**課題の概要**:
下にある認知症の告知についての抜粋を、最後の文の後から書き継ぐこと。

**選んだ抜粋**:
ただ、本人に告知することが望ましいケースとしては、主に以下のようなことが挙げられます。

・組織をまとめる立場にある方(会社の経営者など)
・遺産相続に配慮が必要である方
・車を運転する方
・認知症になる前、あるいは認知症のごく初期の段階でみつかった場合

認知症と告知されて落ち込まない方はいないでしょう。しかし、会社の経営者となれば、後継者へ引き継ぐ作業が必要となってきますし、財産が多い方は、認知症が重症化する前に、遺産をどうするかというのも考えなくてはなりません。
また、認知症になる前(軽度認知障害)や認知症のごく初期の段階でみつかった場合、判断力があるうちに告知をしておけば、本人の希望に沿ったケアや治療を選択することができます。理解できる段階での告知であれば、本人が認知症の治療に協力的であるといったメリットもあります。

**提供データ**:
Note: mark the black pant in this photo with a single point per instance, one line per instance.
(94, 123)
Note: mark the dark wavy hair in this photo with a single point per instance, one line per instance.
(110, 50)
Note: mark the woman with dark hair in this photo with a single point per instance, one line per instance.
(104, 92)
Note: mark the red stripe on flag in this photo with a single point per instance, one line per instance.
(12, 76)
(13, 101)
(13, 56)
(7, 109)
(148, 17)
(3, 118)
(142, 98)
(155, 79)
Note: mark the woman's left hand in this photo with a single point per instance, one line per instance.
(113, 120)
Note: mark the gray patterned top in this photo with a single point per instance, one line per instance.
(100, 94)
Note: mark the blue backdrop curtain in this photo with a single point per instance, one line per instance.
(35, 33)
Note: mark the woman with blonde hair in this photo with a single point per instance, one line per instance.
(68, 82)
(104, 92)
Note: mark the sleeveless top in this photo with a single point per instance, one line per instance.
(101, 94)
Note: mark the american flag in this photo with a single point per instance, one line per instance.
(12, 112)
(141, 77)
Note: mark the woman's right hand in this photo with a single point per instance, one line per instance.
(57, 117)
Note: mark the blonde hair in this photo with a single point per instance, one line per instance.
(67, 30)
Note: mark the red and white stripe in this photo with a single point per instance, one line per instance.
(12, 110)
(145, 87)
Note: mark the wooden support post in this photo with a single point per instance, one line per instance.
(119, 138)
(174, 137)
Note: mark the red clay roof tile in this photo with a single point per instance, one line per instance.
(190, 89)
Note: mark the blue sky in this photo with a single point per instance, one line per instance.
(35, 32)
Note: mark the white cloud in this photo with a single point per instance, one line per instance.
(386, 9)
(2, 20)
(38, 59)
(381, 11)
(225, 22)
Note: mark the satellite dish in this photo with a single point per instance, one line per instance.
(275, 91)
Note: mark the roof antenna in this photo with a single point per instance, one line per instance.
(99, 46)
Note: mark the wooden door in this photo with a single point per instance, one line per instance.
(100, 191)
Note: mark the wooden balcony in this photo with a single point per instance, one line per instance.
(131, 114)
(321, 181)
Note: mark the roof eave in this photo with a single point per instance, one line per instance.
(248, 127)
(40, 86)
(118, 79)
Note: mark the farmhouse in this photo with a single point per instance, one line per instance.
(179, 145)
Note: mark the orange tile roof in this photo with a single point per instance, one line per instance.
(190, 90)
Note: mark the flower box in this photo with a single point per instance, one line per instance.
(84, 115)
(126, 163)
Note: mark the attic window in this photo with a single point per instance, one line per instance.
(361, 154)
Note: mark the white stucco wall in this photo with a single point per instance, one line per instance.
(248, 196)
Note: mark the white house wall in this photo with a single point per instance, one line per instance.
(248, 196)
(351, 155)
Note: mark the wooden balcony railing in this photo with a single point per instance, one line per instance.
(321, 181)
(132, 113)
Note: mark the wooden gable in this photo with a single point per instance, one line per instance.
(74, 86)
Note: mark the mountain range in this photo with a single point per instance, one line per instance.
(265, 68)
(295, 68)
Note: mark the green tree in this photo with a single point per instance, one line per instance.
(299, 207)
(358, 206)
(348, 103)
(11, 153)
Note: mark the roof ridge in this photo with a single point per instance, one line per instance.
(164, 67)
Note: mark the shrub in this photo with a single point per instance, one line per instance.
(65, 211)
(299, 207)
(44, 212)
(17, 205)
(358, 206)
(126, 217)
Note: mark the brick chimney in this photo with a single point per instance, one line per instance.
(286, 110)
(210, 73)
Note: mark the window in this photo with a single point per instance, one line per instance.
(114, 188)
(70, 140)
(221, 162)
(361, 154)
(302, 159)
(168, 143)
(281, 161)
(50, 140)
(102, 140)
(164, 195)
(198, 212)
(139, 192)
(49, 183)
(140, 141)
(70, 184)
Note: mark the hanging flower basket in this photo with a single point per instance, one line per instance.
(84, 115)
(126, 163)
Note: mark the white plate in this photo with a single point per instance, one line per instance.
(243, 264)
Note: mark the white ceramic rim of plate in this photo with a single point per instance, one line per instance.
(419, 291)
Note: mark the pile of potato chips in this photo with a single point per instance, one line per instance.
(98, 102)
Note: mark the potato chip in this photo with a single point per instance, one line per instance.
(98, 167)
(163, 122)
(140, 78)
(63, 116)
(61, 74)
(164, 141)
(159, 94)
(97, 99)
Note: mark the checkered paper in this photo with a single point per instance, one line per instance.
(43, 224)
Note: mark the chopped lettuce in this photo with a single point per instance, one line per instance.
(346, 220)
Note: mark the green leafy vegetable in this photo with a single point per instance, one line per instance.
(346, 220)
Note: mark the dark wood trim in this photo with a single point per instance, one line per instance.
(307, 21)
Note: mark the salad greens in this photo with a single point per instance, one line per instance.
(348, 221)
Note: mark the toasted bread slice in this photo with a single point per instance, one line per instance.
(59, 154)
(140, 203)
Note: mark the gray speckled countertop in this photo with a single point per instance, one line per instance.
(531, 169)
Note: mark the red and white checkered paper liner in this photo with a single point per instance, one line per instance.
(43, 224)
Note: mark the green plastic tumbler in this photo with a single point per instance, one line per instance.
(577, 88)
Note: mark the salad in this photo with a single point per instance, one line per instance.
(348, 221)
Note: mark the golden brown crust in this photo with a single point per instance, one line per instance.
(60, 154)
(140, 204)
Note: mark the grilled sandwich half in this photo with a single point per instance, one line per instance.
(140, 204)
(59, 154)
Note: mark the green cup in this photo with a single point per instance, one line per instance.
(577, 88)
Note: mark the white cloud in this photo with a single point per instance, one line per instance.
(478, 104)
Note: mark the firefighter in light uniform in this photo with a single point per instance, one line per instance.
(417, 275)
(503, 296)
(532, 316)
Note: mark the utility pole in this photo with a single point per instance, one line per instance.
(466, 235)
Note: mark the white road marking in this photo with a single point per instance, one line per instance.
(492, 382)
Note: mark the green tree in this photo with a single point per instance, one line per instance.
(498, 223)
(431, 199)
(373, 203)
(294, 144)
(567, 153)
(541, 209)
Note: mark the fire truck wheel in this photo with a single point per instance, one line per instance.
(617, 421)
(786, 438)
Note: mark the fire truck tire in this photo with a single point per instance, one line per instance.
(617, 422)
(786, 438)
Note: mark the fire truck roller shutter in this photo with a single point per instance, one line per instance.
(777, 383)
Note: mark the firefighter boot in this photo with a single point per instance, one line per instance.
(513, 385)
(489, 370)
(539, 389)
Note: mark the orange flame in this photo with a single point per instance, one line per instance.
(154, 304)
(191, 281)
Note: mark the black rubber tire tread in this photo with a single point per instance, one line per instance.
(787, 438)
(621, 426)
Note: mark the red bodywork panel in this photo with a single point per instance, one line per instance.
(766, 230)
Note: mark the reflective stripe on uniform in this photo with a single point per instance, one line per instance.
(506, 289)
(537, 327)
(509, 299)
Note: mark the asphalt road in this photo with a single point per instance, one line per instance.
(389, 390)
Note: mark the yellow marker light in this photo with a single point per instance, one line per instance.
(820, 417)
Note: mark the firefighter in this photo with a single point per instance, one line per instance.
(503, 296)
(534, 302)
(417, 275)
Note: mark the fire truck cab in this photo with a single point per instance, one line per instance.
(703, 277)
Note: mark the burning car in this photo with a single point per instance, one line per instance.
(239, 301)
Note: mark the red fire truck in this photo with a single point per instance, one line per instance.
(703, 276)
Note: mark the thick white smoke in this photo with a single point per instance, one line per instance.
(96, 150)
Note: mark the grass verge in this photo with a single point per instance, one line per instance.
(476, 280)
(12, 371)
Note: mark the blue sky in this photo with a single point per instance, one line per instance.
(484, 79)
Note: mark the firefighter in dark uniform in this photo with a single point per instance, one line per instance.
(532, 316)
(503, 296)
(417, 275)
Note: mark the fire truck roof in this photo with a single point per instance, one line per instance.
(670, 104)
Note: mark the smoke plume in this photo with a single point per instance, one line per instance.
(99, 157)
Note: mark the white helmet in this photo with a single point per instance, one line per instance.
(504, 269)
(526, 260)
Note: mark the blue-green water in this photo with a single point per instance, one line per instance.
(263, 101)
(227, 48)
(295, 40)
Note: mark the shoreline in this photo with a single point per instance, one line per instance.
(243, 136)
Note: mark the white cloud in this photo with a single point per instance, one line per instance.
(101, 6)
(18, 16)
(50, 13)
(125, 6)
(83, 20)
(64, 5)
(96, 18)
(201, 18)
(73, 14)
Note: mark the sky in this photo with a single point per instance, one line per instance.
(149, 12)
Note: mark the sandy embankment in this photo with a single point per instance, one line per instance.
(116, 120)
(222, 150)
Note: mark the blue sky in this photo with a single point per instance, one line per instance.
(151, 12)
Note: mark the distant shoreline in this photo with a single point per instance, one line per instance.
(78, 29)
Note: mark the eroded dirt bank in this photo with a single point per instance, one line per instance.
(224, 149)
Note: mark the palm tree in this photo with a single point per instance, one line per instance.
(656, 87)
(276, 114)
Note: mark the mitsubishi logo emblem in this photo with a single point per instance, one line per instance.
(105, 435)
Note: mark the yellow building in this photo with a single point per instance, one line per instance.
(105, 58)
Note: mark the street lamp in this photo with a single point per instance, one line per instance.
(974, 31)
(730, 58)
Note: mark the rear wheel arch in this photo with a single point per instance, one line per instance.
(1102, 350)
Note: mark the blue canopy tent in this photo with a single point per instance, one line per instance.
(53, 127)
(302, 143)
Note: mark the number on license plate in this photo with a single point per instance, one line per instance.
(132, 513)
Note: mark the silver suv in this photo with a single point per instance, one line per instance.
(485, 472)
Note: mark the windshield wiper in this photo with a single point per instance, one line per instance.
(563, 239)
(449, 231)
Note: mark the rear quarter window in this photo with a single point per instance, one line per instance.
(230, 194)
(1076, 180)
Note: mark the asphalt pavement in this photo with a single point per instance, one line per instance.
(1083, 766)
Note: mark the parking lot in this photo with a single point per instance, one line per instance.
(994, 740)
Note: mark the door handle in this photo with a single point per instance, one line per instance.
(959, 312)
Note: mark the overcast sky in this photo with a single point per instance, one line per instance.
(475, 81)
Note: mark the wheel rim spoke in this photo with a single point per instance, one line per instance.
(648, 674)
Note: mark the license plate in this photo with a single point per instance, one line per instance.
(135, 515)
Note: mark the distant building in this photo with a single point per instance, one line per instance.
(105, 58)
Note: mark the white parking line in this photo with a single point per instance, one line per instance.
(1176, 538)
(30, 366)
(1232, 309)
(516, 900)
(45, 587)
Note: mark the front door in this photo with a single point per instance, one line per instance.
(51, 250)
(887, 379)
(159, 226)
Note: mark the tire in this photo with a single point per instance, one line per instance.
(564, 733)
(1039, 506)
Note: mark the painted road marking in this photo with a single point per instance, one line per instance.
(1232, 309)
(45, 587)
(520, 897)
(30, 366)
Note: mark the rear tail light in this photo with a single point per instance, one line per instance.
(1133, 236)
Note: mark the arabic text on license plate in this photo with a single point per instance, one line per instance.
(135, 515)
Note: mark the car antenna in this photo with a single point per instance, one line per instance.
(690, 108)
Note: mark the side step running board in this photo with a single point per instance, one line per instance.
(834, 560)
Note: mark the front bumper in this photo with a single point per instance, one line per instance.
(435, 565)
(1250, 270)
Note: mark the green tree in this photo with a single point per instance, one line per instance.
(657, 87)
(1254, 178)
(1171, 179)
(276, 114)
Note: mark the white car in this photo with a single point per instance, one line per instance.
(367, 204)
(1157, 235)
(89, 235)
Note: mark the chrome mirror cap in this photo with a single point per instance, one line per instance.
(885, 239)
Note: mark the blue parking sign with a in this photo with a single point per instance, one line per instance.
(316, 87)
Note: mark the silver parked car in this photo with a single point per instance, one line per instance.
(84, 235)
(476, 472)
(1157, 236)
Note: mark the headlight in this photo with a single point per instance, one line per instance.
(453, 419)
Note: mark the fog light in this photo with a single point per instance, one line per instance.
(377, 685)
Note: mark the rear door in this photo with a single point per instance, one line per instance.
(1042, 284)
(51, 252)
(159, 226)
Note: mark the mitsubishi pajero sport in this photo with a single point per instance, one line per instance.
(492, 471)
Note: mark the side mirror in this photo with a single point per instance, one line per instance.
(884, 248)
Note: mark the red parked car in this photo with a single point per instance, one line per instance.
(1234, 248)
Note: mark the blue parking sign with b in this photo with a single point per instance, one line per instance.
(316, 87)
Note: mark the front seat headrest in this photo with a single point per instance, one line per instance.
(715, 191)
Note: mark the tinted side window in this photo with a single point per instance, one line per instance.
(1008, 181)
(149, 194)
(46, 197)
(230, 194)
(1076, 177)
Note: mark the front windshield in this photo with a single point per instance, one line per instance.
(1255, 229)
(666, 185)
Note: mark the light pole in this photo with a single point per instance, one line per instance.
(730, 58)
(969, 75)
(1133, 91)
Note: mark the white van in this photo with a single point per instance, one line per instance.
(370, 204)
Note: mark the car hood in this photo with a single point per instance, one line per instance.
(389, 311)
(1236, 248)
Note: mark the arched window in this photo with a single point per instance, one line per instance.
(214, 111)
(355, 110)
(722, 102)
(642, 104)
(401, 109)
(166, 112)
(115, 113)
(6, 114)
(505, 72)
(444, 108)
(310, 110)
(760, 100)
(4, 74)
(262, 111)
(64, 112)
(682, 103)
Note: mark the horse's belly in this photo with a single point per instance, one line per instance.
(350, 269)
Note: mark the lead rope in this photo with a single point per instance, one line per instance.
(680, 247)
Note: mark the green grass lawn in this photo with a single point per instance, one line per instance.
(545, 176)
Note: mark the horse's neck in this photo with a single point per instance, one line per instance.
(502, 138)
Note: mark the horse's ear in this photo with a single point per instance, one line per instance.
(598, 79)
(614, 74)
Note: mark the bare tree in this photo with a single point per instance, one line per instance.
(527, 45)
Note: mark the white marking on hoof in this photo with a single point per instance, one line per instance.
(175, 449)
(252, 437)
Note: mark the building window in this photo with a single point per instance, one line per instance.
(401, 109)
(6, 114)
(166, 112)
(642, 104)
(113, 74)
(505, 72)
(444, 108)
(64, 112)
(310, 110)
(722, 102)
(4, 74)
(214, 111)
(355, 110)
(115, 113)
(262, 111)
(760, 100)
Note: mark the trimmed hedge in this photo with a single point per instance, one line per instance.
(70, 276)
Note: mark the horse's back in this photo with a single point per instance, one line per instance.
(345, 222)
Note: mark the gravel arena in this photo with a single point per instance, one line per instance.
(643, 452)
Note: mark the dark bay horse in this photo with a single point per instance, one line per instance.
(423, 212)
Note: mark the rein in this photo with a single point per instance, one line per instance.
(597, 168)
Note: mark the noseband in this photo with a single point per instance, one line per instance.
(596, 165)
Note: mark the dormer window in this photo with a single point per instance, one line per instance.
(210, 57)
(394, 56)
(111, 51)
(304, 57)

**想定される解答**:
ただし、診断結果の伝え方は、本人のその時の心情も踏まえながら言葉を選ばなくてはなりません。告知後の周囲のサポートも大変重要です。実際、自分は認知症であることを告知されたことでうつ状態に陥ってしまう方もいます。結果的に、告知後1~2週間以内に再度診察に来てもらい、担当医が抗うつ薬などを処方したり、心理カウンセリングを受けたりすることもあります。
いずれにしても、本人の立場や周囲の環境、認知症の進行度合など考慮した上で、告知するか否か、又は医師が
するのか家族がするのかなど決めると良いでしょう。

診断結果に納得いかなかった場合は

現在は、認知症の診断技術も上がってきていることから、原因疾患によっては、比較的初期の頃でも判別ができるようになってきました。しかし、認知症や認知症に似たような症状を引き起こす疾患はさまざまあります。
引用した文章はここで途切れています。